PROBLEM TO SOLVE: Your result will be the set of lines with "gray", copied from the material below.

PROVIDED ENTRIES:
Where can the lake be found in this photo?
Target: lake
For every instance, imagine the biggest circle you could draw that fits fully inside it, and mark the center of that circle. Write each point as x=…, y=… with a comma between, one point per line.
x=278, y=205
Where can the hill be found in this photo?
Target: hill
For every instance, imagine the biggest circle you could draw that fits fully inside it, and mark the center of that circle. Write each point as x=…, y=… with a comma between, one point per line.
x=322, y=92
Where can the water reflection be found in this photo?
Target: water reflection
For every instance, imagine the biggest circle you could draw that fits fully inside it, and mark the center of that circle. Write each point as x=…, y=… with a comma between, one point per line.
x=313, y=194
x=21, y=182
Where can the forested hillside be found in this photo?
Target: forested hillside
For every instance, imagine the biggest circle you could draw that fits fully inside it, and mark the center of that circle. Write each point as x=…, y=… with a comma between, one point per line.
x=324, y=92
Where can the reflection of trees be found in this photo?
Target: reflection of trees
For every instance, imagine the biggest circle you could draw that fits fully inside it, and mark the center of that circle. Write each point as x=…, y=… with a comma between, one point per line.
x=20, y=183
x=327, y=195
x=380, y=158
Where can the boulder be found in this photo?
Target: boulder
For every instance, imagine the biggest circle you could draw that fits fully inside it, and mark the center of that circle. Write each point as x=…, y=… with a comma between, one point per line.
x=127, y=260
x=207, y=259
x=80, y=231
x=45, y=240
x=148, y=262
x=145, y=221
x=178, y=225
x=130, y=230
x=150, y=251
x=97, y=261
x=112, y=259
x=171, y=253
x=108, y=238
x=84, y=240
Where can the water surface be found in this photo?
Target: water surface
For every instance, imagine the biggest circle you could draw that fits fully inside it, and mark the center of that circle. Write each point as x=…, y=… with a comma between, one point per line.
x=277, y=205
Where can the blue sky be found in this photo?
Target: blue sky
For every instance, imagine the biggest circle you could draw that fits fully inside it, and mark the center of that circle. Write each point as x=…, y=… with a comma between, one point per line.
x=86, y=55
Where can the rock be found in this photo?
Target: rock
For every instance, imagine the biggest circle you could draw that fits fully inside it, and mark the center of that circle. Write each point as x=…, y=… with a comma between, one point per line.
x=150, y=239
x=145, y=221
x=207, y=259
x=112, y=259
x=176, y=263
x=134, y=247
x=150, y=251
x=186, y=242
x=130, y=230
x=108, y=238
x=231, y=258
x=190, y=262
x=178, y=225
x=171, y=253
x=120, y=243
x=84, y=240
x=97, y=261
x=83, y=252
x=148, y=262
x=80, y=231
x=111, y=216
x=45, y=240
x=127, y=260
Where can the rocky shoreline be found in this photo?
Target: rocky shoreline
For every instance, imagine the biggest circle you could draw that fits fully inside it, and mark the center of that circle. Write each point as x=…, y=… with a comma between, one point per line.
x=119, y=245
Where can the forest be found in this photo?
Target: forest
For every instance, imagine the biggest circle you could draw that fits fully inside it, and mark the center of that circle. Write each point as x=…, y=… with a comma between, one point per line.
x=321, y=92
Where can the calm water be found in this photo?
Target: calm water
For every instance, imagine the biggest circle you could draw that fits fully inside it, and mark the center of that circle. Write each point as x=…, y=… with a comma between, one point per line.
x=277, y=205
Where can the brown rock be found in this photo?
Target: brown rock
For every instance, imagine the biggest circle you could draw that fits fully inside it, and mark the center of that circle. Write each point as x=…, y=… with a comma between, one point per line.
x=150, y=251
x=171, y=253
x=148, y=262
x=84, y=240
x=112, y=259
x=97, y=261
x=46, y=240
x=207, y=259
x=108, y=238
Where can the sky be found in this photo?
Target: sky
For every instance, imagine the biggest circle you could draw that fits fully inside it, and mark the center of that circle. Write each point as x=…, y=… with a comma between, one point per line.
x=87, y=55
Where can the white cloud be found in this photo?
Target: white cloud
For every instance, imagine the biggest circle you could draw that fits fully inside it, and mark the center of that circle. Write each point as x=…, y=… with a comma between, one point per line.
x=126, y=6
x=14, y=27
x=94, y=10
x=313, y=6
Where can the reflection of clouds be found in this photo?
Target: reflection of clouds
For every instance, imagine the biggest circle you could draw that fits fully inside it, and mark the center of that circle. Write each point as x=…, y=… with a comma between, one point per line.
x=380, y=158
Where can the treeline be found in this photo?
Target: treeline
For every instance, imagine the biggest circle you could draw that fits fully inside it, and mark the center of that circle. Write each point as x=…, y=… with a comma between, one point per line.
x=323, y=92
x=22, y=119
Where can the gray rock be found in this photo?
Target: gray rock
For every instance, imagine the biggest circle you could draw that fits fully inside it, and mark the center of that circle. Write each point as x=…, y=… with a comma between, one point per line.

TASK OUTPUT:
Where can the gray rock be found in this photo?
Target: gray rock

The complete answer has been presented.